> **Excerpt provided**:
####################

Max Weber and Political Ethics

I hadn’t read anything by Max Weber until very recently, but finally made my way through “Politics as a Vocation,” his late lecture delivered shortly after the end of the First World War and the start of the German Revolution.

Weber seems to be primarily known today for several largely logically independent ideas scattered across the social sciences and humanities — especially: the idea that a Protestant work ethic played a role in the rise of capitalism, the importance of charisma to politics, the centrality of bureaucracy in the modern state, and the definition of the state as “a human community that (successfully) claims the monopoly of the legitimate use of physical forceĀ within a given territory” (where “legitimate” only means “accepted as legitimate,” to the apparent consternation of many normative political theorists).

####################

> **Entries shown**:
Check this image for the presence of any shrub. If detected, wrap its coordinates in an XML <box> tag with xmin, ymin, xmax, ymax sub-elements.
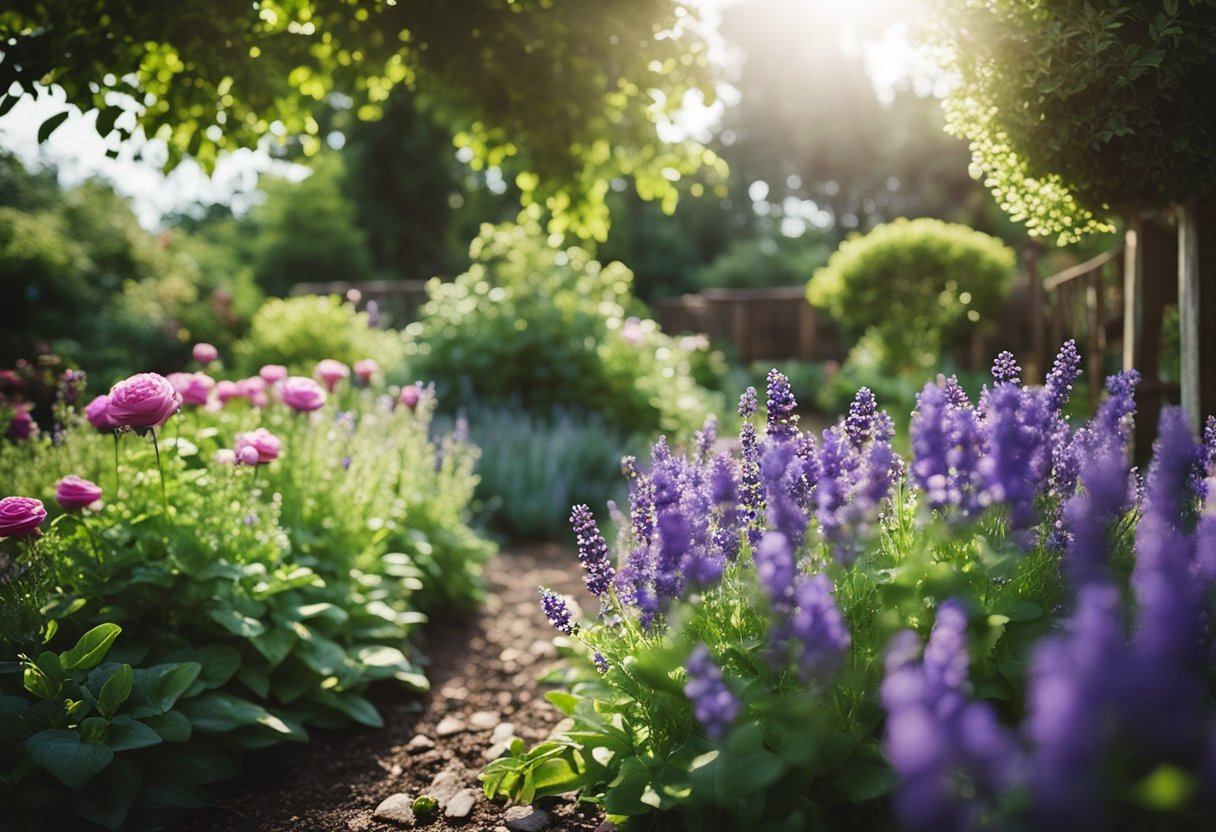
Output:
<box><xmin>482</xmin><ymin>345</ymin><xmax>1216</xmax><ymax>831</ymax></box>
<box><xmin>0</xmin><ymin>360</ymin><xmax>491</xmax><ymax>828</ymax></box>
<box><xmin>406</xmin><ymin>224</ymin><xmax>714</xmax><ymax>433</ymax></box>
<box><xmin>807</xmin><ymin>219</ymin><xmax>1015</xmax><ymax>371</ymax></box>
<box><xmin>235</xmin><ymin>294</ymin><xmax>406</xmax><ymax>382</ymax></box>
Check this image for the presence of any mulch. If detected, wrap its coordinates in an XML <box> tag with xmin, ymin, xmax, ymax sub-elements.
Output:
<box><xmin>181</xmin><ymin>544</ymin><xmax>603</xmax><ymax>832</ymax></box>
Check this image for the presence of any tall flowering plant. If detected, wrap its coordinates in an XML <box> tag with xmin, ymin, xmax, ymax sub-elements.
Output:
<box><xmin>483</xmin><ymin>343</ymin><xmax>1216</xmax><ymax>830</ymax></box>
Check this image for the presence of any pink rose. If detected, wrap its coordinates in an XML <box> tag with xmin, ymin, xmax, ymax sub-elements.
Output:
<box><xmin>169</xmin><ymin>372</ymin><xmax>215</xmax><ymax>405</ymax></box>
<box><xmin>400</xmin><ymin>384</ymin><xmax>422</xmax><ymax>410</ymax></box>
<box><xmin>84</xmin><ymin>395</ymin><xmax>118</xmax><ymax>431</ymax></box>
<box><xmin>278</xmin><ymin>376</ymin><xmax>327</xmax><ymax>412</ymax></box>
<box><xmin>258</xmin><ymin>364</ymin><xmax>287</xmax><ymax>384</ymax></box>
<box><xmin>107</xmin><ymin>372</ymin><xmax>181</xmax><ymax>428</ymax></box>
<box><xmin>195</xmin><ymin>343</ymin><xmax>220</xmax><ymax>364</ymax></box>
<box><xmin>215</xmin><ymin>378</ymin><xmax>241</xmax><ymax>405</ymax></box>
<box><xmin>55</xmin><ymin>474</ymin><xmax>101</xmax><ymax>511</ymax></box>
<box><xmin>314</xmin><ymin>359</ymin><xmax>350</xmax><ymax>393</ymax></box>
<box><xmin>232</xmin><ymin>428</ymin><xmax>283</xmax><ymax>465</ymax></box>
<box><xmin>0</xmin><ymin>497</ymin><xmax>46</xmax><ymax>538</ymax></box>
<box><xmin>355</xmin><ymin>359</ymin><xmax>379</xmax><ymax>384</ymax></box>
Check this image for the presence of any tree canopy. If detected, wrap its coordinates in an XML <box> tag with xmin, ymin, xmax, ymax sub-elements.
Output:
<box><xmin>938</xmin><ymin>0</ymin><xmax>1216</xmax><ymax>242</ymax></box>
<box><xmin>0</xmin><ymin>0</ymin><xmax>721</xmax><ymax>238</ymax></box>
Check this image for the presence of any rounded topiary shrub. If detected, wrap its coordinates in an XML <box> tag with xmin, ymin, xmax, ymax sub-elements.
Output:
<box><xmin>406</xmin><ymin>223</ymin><xmax>716</xmax><ymax>433</ymax></box>
<box><xmin>806</xmin><ymin>219</ymin><xmax>1017</xmax><ymax>370</ymax></box>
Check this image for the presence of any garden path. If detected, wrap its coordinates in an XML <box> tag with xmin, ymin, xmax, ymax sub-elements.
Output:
<box><xmin>182</xmin><ymin>544</ymin><xmax>602</xmax><ymax>832</ymax></box>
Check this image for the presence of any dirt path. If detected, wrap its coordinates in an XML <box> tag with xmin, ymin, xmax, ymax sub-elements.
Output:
<box><xmin>182</xmin><ymin>544</ymin><xmax>602</xmax><ymax>832</ymax></box>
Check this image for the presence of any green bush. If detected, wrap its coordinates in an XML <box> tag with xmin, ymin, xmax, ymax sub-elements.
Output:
<box><xmin>406</xmin><ymin>224</ymin><xmax>717</xmax><ymax>433</ymax></box>
<box><xmin>236</xmin><ymin>294</ymin><xmax>405</xmax><ymax>382</ymax></box>
<box><xmin>806</xmin><ymin>219</ymin><xmax>1015</xmax><ymax>371</ymax></box>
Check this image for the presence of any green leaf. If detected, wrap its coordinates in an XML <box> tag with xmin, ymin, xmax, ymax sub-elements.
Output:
<box><xmin>38</xmin><ymin>109</ymin><xmax>69</xmax><ymax>145</ymax></box>
<box><xmin>97</xmin><ymin>664</ymin><xmax>135</xmax><ymax>719</ymax></box>
<box><xmin>60</xmin><ymin>624</ymin><xmax>123</xmax><ymax>670</ymax></box>
<box><xmin>106</xmin><ymin>712</ymin><xmax>165</xmax><ymax>752</ymax></box>
<box><xmin>22</xmin><ymin>729</ymin><xmax>114</xmax><ymax>789</ymax></box>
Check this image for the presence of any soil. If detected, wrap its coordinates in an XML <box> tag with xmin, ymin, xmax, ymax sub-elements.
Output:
<box><xmin>182</xmin><ymin>544</ymin><xmax>603</xmax><ymax>832</ymax></box>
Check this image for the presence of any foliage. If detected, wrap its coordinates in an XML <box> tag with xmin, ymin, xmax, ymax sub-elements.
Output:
<box><xmin>482</xmin><ymin>345</ymin><xmax>1216</xmax><ymax>831</ymax></box>
<box><xmin>406</xmin><ymin>223</ymin><xmax>715</xmax><ymax>433</ymax></box>
<box><xmin>233</xmin><ymin>294</ymin><xmax>405</xmax><ymax>381</ymax></box>
<box><xmin>936</xmin><ymin>0</ymin><xmax>1216</xmax><ymax>242</ymax></box>
<box><xmin>0</xmin><ymin>362</ymin><xmax>490</xmax><ymax>828</ymax></box>
<box><xmin>807</xmin><ymin>219</ymin><xmax>1015</xmax><ymax>371</ymax></box>
<box><xmin>0</xmin><ymin>0</ymin><xmax>719</xmax><ymax>237</ymax></box>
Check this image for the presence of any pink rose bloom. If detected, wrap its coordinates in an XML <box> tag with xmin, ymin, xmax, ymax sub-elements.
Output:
<box><xmin>278</xmin><ymin>376</ymin><xmax>327</xmax><ymax>412</ymax></box>
<box><xmin>400</xmin><ymin>384</ymin><xmax>422</xmax><ymax>410</ymax></box>
<box><xmin>0</xmin><ymin>497</ymin><xmax>46</xmax><ymax>538</ymax></box>
<box><xmin>84</xmin><ymin>395</ymin><xmax>118</xmax><ymax>431</ymax></box>
<box><xmin>314</xmin><ymin>359</ymin><xmax>350</xmax><ymax>393</ymax></box>
<box><xmin>107</xmin><ymin>372</ymin><xmax>181</xmax><ymax>427</ymax></box>
<box><xmin>195</xmin><ymin>342</ymin><xmax>220</xmax><ymax>364</ymax></box>
<box><xmin>215</xmin><ymin>378</ymin><xmax>241</xmax><ymax>405</ymax></box>
<box><xmin>355</xmin><ymin>359</ymin><xmax>379</xmax><ymax>384</ymax></box>
<box><xmin>258</xmin><ymin>364</ymin><xmax>287</xmax><ymax>384</ymax></box>
<box><xmin>232</xmin><ymin>428</ymin><xmax>283</xmax><ymax>465</ymax></box>
<box><xmin>169</xmin><ymin>372</ymin><xmax>215</xmax><ymax>405</ymax></box>
<box><xmin>55</xmin><ymin>474</ymin><xmax>101</xmax><ymax>511</ymax></box>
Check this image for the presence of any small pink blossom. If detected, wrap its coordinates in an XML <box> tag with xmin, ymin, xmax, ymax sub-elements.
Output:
<box><xmin>169</xmin><ymin>372</ymin><xmax>215</xmax><ymax>405</ymax></box>
<box><xmin>84</xmin><ymin>394</ymin><xmax>118</xmax><ymax>431</ymax></box>
<box><xmin>55</xmin><ymin>474</ymin><xmax>101</xmax><ymax>511</ymax></box>
<box><xmin>258</xmin><ymin>364</ymin><xmax>287</xmax><ymax>384</ymax></box>
<box><xmin>232</xmin><ymin>428</ymin><xmax>283</xmax><ymax>465</ymax></box>
<box><xmin>313</xmin><ymin>359</ymin><xmax>350</xmax><ymax>393</ymax></box>
<box><xmin>0</xmin><ymin>496</ymin><xmax>46</xmax><ymax>538</ymax></box>
<box><xmin>106</xmin><ymin>372</ymin><xmax>181</xmax><ymax>428</ymax></box>
<box><xmin>355</xmin><ymin>359</ymin><xmax>379</xmax><ymax>384</ymax></box>
<box><xmin>277</xmin><ymin>376</ymin><xmax>327</xmax><ymax>412</ymax></box>
<box><xmin>195</xmin><ymin>342</ymin><xmax>220</xmax><ymax>364</ymax></box>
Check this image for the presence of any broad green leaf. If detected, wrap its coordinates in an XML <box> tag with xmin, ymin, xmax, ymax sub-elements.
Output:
<box><xmin>97</xmin><ymin>664</ymin><xmax>135</xmax><ymax>719</ymax></box>
<box><xmin>23</xmin><ymin>729</ymin><xmax>114</xmax><ymax>789</ymax></box>
<box><xmin>106</xmin><ymin>715</ymin><xmax>163</xmax><ymax>752</ymax></box>
<box><xmin>60</xmin><ymin>624</ymin><xmax>123</xmax><ymax>670</ymax></box>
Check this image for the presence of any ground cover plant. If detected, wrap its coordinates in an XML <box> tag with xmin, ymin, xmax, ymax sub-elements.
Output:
<box><xmin>0</xmin><ymin>344</ymin><xmax>491</xmax><ymax>828</ymax></box>
<box><xmin>482</xmin><ymin>342</ymin><xmax>1216</xmax><ymax>830</ymax></box>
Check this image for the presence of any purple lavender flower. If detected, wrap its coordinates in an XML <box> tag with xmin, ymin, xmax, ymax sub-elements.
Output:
<box><xmin>992</xmin><ymin>350</ymin><xmax>1021</xmax><ymax>387</ymax></box>
<box><xmin>789</xmin><ymin>573</ymin><xmax>851</xmax><ymax>679</ymax></box>
<box><xmin>570</xmin><ymin>505</ymin><xmax>615</xmax><ymax>596</ymax></box>
<box><xmin>766</xmin><ymin>370</ymin><xmax>798</xmax><ymax>442</ymax></box>
<box><xmin>751</xmin><ymin>532</ymin><xmax>796</xmax><ymax>607</ymax></box>
<box><xmin>1046</xmin><ymin>338</ymin><xmax>1081</xmax><ymax>412</ymax></box>
<box><xmin>685</xmin><ymin>645</ymin><xmax>739</xmax><ymax>740</ymax></box>
<box><xmin>844</xmin><ymin>387</ymin><xmax>878</xmax><ymax>448</ymax></box>
<box><xmin>739</xmin><ymin>387</ymin><xmax>759</xmax><ymax>418</ymax></box>
<box><xmin>539</xmin><ymin>586</ymin><xmax>579</xmax><ymax>635</ymax></box>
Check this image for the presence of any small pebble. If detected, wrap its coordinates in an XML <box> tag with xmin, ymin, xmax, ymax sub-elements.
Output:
<box><xmin>505</xmin><ymin>806</ymin><xmax>548</xmax><ymax>832</ymax></box>
<box><xmin>372</xmin><ymin>792</ymin><xmax>413</xmax><ymax>826</ymax></box>
<box><xmin>444</xmin><ymin>788</ymin><xmax>477</xmax><ymax>817</ymax></box>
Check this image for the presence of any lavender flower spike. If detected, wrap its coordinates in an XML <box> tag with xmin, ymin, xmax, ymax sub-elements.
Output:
<box><xmin>685</xmin><ymin>645</ymin><xmax>739</xmax><ymax>740</ymax></box>
<box><xmin>570</xmin><ymin>505</ymin><xmax>615</xmax><ymax>596</ymax></box>
<box><xmin>539</xmin><ymin>586</ymin><xmax>579</xmax><ymax>635</ymax></box>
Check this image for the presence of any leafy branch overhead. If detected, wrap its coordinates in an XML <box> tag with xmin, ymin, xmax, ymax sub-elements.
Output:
<box><xmin>0</xmin><ymin>0</ymin><xmax>721</xmax><ymax>237</ymax></box>
<box><xmin>939</xmin><ymin>0</ymin><xmax>1216</xmax><ymax>241</ymax></box>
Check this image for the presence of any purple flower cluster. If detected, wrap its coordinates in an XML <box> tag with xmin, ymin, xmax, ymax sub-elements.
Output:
<box><xmin>685</xmin><ymin>645</ymin><xmax>739</xmax><ymax>738</ymax></box>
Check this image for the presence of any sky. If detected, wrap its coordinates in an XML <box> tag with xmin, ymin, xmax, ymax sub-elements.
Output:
<box><xmin>0</xmin><ymin>0</ymin><xmax>935</xmax><ymax>229</ymax></box>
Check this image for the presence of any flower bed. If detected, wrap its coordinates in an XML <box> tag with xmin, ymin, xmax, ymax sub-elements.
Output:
<box><xmin>482</xmin><ymin>343</ymin><xmax>1216</xmax><ymax>830</ymax></box>
<box><xmin>0</xmin><ymin>349</ymin><xmax>491</xmax><ymax>828</ymax></box>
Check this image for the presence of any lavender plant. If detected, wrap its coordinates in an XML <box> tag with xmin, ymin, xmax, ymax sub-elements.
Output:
<box><xmin>483</xmin><ymin>343</ymin><xmax>1216</xmax><ymax>830</ymax></box>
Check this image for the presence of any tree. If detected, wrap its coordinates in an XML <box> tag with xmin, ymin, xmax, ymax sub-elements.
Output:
<box><xmin>0</xmin><ymin>0</ymin><xmax>721</xmax><ymax>238</ymax></box>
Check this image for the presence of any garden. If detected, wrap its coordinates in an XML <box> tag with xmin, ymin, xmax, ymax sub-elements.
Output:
<box><xmin>0</xmin><ymin>0</ymin><xmax>1216</xmax><ymax>832</ymax></box>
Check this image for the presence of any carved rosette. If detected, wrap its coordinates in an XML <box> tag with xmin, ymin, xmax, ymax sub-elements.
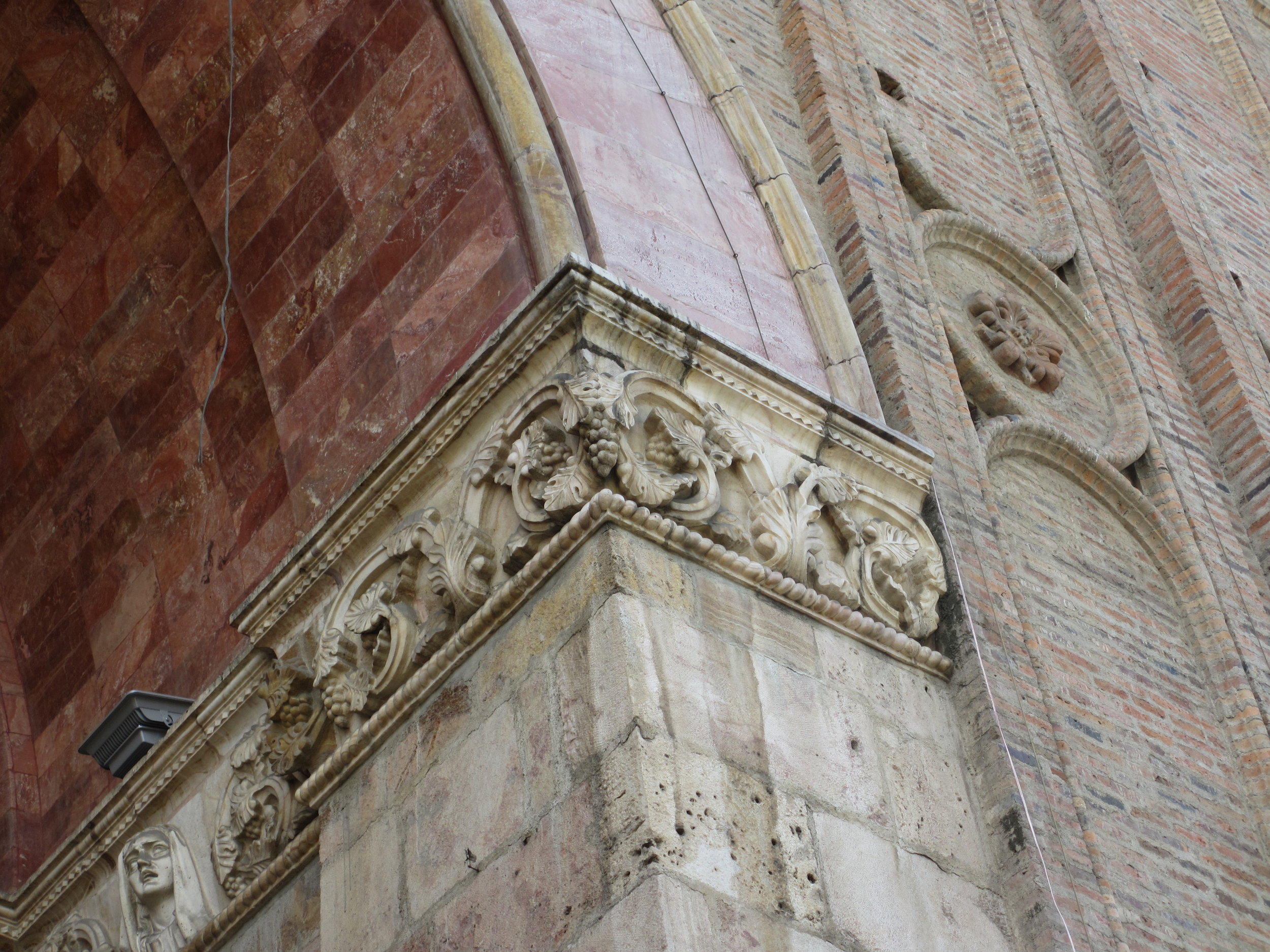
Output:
<box><xmin>461</xmin><ymin>352</ymin><xmax>946</xmax><ymax>639</ymax></box>
<box><xmin>968</xmin><ymin>291</ymin><xmax>1064</xmax><ymax>393</ymax></box>
<box><xmin>212</xmin><ymin>665</ymin><xmax>328</xmax><ymax>898</ymax></box>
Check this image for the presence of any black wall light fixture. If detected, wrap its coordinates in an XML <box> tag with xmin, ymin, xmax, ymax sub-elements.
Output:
<box><xmin>79</xmin><ymin>691</ymin><xmax>195</xmax><ymax>777</ymax></box>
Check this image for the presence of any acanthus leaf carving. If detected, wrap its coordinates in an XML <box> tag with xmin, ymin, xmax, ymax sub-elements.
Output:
<box><xmin>314</xmin><ymin>510</ymin><xmax>502</xmax><ymax>730</ymax></box>
<box><xmin>457</xmin><ymin>353</ymin><xmax>944</xmax><ymax>651</ymax></box>
<box><xmin>212</xmin><ymin>664</ymin><xmax>329</xmax><ymax>898</ymax></box>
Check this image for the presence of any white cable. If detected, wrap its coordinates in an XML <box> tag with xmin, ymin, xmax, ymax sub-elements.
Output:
<box><xmin>931</xmin><ymin>486</ymin><xmax>1077</xmax><ymax>952</ymax></box>
<box><xmin>198</xmin><ymin>0</ymin><xmax>234</xmax><ymax>466</ymax></box>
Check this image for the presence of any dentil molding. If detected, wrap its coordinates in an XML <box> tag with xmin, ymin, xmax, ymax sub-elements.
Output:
<box><xmin>0</xmin><ymin>258</ymin><xmax>951</xmax><ymax>952</ymax></box>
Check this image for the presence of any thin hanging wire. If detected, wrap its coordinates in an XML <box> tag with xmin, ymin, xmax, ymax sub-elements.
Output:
<box><xmin>931</xmin><ymin>486</ymin><xmax>1076</xmax><ymax>952</ymax></box>
<box><xmin>198</xmin><ymin>0</ymin><xmax>234</xmax><ymax>466</ymax></box>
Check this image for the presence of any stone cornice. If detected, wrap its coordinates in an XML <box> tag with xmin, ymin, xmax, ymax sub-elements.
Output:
<box><xmin>0</xmin><ymin>259</ymin><xmax>951</xmax><ymax>949</ymax></box>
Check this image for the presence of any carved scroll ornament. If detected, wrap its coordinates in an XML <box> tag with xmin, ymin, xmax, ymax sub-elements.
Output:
<box><xmin>969</xmin><ymin>291</ymin><xmax>1064</xmax><ymax>393</ymax></box>
<box><xmin>273</xmin><ymin>350</ymin><xmax>945</xmax><ymax>767</ymax></box>
<box><xmin>38</xmin><ymin>916</ymin><xmax>114</xmax><ymax>952</ymax></box>
<box><xmin>462</xmin><ymin>358</ymin><xmax>946</xmax><ymax>639</ymax></box>
<box><xmin>212</xmin><ymin>665</ymin><xmax>328</xmax><ymax>898</ymax></box>
<box><xmin>119</xmin><ymin>825</ymin><xmax>215</xmax><ymax>952</ymax></box>
<box><xmin>314</xmin><ymin>508</ymin><xmax>495</xmax><ymax>731</ymax></box>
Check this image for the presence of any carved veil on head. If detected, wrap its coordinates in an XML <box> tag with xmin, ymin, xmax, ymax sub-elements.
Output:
<box><xmin>118</xmin><ymin>825</ymin><xmax>213</xmax><ymax>952</ymax></box>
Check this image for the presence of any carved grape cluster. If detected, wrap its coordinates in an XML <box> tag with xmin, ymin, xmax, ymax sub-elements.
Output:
<box><xmin>644</xmin><ymin>428</ymin><xmax>680</xmax><ymax>472</ymax></box>
<box><xmin>526</xmin><ymin>439</ymin><xmax>569</xmax><ymax>480</ymax></box>
<box><xmin>273</xmin><ymin>695</ymin><xmax>314</xmax><ymax>728</ymax></box>
<box><xmin>578</xmin><ymin>408</ymin><xmax>617</xmax><ymax>477</ymax></box>
<box><xmin>323</xmin><ymin>682</ymin><xmax>355</xmax><ymax>730</ymax></box>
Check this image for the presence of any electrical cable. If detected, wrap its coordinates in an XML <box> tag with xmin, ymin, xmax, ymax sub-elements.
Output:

####################

> **To do**: Can you copy everything in the Max Weber passage from "I hadn’t read" down to "the German Revolution."?

> **Answer section**:
I hadn’t read anything by Max Weber until very recently, but finally made my way through “Politics as a Vocation,” his late lecture delivered shortly after the end of the First World War and the start of the German Revolution.